** BRIEF **
Rewrite the entries below, changing every "barrier post" to "bollard" and leaving everything else as it is. Leave out the pictures.
********
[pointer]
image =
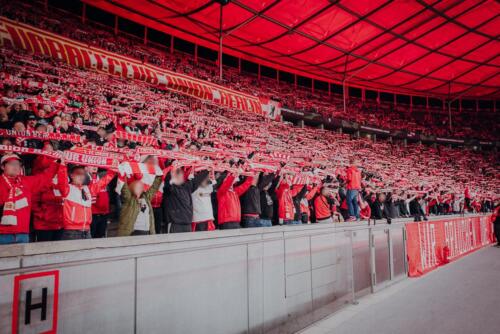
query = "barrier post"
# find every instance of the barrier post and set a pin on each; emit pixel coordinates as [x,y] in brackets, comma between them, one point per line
[373,274]
[354,300]
[391,254]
********
** TASK ANSWER **
[pointer]
image =
query = "bollard"
# find every instance of the bollard and set a pin on each; emit pixel coordinates as [x,y] in brackets, comma between them, one point per line
[373,274]
[354,300]
[391,254]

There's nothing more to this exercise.